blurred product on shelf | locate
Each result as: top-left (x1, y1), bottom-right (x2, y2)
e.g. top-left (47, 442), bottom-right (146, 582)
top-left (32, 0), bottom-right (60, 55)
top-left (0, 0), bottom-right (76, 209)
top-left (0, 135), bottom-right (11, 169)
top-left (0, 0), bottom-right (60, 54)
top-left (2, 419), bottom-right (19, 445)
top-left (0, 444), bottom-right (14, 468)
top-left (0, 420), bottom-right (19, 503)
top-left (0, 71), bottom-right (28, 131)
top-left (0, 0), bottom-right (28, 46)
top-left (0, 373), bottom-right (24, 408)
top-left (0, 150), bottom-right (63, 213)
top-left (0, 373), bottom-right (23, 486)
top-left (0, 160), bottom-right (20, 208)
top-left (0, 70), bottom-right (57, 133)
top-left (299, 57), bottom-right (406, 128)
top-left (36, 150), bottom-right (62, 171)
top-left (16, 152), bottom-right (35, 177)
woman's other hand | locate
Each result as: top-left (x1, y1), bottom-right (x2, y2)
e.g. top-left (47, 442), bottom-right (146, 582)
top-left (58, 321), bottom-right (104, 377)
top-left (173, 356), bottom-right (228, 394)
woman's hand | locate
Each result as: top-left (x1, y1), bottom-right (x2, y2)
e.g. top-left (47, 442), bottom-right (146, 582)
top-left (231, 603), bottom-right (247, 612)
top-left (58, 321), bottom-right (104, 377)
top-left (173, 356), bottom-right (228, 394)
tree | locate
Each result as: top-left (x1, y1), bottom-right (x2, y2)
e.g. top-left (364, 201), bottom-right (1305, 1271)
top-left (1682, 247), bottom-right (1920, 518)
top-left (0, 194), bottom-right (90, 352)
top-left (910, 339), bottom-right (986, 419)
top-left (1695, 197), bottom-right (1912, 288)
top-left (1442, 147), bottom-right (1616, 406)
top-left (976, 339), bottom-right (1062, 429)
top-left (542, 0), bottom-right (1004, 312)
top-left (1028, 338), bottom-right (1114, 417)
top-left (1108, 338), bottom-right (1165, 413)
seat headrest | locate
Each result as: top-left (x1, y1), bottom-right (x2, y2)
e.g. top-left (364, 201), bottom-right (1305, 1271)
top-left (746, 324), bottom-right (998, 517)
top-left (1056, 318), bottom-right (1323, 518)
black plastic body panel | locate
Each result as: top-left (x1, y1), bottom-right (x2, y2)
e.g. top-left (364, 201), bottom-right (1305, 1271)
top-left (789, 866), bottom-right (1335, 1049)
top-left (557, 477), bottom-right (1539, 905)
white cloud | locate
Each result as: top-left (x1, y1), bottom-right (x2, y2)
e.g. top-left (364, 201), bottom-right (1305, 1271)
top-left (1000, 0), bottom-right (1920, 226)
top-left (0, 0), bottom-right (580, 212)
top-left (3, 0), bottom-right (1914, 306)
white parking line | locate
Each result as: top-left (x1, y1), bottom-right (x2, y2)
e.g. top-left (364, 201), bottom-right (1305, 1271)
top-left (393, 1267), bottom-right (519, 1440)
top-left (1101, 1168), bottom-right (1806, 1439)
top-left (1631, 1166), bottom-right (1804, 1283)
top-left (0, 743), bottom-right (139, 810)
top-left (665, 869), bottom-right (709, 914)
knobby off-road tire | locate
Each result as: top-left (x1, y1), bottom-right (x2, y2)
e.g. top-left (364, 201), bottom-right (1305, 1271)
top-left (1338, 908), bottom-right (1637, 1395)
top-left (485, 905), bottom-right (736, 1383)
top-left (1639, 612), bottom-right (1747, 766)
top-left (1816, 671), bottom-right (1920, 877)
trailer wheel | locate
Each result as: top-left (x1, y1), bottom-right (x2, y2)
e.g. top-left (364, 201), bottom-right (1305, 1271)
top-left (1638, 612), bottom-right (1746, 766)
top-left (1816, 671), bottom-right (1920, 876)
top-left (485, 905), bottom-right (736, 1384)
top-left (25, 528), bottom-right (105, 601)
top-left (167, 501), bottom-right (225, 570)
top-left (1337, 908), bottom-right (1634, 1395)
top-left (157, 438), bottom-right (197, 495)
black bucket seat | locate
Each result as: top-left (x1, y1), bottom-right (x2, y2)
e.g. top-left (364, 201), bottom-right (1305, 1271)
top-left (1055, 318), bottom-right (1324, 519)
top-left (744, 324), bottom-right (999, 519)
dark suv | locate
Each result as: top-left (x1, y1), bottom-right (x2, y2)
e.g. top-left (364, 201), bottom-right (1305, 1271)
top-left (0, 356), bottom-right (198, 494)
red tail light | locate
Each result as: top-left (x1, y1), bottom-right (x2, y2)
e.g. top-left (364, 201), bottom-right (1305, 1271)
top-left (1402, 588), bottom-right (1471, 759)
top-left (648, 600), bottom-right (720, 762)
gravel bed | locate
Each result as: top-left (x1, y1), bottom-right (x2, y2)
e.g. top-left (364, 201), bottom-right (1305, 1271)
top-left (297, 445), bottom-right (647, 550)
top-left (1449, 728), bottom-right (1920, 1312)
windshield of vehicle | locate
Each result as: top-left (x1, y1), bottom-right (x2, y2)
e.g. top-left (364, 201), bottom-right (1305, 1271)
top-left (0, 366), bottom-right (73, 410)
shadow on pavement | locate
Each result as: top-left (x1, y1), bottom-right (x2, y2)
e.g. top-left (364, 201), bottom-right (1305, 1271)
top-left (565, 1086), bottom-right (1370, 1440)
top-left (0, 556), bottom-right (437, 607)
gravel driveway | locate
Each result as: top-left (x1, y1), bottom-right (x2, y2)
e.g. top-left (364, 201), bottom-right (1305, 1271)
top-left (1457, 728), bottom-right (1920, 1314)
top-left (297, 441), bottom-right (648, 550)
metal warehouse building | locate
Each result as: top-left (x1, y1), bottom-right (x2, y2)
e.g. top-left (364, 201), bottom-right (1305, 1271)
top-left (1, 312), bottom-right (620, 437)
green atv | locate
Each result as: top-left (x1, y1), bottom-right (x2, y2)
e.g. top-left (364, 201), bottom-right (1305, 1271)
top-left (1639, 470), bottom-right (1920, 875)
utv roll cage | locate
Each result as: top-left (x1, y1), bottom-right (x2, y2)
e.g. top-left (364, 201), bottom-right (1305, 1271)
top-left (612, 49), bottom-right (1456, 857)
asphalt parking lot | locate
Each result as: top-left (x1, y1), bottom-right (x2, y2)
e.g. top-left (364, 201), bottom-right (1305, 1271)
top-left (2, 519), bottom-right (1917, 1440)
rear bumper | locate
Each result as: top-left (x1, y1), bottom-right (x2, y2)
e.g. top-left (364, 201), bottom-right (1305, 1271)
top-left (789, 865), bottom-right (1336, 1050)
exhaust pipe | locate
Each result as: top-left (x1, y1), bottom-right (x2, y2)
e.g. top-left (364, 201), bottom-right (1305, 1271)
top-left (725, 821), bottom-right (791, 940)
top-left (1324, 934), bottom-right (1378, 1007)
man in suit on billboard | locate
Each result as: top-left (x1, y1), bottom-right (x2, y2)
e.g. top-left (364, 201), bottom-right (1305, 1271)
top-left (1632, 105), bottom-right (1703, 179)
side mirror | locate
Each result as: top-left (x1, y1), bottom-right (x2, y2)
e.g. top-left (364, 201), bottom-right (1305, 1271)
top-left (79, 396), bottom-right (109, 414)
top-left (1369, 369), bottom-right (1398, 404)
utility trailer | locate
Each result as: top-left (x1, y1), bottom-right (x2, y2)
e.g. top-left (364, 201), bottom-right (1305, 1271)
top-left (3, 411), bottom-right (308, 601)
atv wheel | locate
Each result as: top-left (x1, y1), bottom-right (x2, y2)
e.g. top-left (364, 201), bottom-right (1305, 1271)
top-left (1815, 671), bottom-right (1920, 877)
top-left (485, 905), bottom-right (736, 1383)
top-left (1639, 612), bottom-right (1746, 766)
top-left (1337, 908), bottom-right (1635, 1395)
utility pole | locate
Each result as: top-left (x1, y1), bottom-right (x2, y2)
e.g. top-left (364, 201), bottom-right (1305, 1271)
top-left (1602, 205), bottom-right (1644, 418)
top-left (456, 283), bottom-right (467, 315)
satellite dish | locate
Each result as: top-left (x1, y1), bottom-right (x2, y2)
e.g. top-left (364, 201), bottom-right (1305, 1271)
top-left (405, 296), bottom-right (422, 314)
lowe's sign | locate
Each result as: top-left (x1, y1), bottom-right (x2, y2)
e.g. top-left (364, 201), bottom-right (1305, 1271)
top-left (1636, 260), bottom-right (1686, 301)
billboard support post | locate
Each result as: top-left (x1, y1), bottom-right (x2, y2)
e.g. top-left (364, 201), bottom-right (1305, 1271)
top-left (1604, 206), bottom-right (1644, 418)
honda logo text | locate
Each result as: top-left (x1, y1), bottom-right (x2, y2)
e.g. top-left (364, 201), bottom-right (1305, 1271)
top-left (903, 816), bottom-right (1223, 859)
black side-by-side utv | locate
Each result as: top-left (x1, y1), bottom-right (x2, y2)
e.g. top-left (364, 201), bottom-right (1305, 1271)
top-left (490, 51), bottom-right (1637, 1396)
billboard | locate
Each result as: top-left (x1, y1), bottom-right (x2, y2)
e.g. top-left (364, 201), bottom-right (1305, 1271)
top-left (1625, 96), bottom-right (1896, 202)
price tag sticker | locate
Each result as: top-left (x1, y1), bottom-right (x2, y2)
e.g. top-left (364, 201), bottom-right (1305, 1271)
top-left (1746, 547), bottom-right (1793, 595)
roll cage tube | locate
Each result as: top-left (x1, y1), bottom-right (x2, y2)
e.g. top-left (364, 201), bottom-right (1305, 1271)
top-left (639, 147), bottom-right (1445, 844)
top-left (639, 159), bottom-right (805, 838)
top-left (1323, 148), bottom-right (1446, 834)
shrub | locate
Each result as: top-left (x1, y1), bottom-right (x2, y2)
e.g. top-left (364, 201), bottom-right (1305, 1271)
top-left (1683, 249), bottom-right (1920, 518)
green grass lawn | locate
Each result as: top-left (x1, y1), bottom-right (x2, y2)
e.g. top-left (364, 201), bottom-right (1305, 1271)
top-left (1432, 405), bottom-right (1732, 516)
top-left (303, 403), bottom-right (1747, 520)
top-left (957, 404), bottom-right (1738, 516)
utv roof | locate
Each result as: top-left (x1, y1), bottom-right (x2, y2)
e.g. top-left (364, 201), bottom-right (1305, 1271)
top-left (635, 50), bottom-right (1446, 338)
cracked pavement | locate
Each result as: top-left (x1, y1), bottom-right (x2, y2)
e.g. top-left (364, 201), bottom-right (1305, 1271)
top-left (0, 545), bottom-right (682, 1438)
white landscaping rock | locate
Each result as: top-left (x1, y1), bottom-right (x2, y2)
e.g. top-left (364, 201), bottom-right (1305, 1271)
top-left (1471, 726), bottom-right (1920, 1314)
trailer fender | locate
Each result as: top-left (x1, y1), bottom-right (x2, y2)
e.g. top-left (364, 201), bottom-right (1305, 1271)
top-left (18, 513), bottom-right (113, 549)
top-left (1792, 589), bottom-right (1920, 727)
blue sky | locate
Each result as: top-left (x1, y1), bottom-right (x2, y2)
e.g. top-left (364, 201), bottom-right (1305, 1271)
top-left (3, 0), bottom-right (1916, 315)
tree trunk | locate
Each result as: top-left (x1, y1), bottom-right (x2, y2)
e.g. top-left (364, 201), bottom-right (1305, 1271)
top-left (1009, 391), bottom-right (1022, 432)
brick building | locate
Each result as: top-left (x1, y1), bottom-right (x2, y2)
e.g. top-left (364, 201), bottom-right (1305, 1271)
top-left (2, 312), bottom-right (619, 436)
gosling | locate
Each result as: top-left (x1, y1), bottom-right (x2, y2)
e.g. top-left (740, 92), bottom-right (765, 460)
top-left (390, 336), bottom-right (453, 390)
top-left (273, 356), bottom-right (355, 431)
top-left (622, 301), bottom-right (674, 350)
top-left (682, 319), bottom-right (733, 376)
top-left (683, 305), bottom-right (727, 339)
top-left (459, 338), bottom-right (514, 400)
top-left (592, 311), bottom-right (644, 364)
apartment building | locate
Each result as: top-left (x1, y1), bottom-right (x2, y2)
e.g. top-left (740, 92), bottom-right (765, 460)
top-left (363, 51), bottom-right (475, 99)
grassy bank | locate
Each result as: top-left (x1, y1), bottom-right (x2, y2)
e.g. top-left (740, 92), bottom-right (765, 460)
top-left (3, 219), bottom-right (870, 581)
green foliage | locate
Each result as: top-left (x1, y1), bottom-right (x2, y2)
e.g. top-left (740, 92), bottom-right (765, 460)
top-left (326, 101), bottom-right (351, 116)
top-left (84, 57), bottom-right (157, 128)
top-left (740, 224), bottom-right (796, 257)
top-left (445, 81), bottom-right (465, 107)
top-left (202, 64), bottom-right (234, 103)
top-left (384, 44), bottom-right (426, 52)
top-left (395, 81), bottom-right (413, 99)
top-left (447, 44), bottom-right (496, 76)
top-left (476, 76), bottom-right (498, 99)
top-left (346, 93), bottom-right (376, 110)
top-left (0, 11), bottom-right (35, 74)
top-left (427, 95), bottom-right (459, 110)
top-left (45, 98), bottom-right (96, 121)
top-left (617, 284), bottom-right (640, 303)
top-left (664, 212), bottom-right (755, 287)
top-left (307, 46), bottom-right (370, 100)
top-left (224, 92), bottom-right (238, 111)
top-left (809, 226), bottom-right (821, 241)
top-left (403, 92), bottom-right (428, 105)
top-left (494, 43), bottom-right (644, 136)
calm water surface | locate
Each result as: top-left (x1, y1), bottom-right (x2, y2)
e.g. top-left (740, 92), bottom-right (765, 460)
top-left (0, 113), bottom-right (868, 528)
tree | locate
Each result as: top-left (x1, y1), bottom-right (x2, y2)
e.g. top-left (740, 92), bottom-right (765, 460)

_ _ _ _ _ _ _

◆ Directions ◆
In the listing above, transcribe exactly everything from the line containing "billboard support post | locate" down to the line containing "cracked pavement | locate", including both and nothing more.

◆ Answer ◆
billboard support post | locate
Each result as: top-left (x1, y1), bottom-right (x2, y2)
e.g. top-left (364, 201), bottom-right (1305, 1271)
top-left (1604, 206), bottom-right (1644, 418)
honda logo text | locate
Each result as: top-left (x1, y1), bottom-right (x2, y2)
e.g. top-left (364, 201), bottom-right (1305, 1271)
top-left (903, 816), bottom-right (1223, 859)
black side-by-side utv | locate
Each result as: top-left (x1, y1), bottom-right (x2, y2)
e.g. top-left (364, 201), bottom-right (1305, 1271)
top-left (490, 51), bottom-right (1637, 1396)
billboard | locate
Each result as: top-left (x1, y1), bottom-right (x2, y2)
e.g. top-left (364, 201), bottom-right (1305, 1271)
top-left (1625, 96), bottom-right (1896, 202)
price tag sticker | locate
Each result as: top-left (x1, y1), bottom-right (x2, y2)
e.g. top-left (364, 201), bottom-right (1305, 1271)
top-left (1746, 547), bottom-right (1793, 595)
roll cage tube | locate
Each result as: top-left (x1, y1), bottom-right (x2, y2)
e.g. top-left (364, 201), bottom-right (1305, 1271)
top-left (639, 147), bottom-right (1445, 844)
top-left (639, 159), bottom-right (805, 838)
top-left (1323, 148), bottom-right (1446, 834)
shrub | locate
Each result as: top-left (x1, y1), bottom-right (x2, y2)
e.g. top-left (364, 201), bottom-right (1305, 1271)
top-left (1683, 249), bottom-right (1920, 518)
green grass lawn | locate
Each result as: top-left (x1, y1), bottom-right (x2, y2)
e.g. top-left (364, 201), bottom-right (1305, 1271)
top-left (1432, 405), bottom-right (1732, 516)
top-left (303, 403), bottom-right (1747, 520)
top-left (957, 404), bottom-right (1738, 516)
utv roof | locate
Each result as: top-left (x1, y1), bottom-right (x2, y2)
e.g. top-left (364, 201), bottom-right (1305, 1271)
top-left (635, 50), bottom-right (1446, 338)
cracked pavement | locate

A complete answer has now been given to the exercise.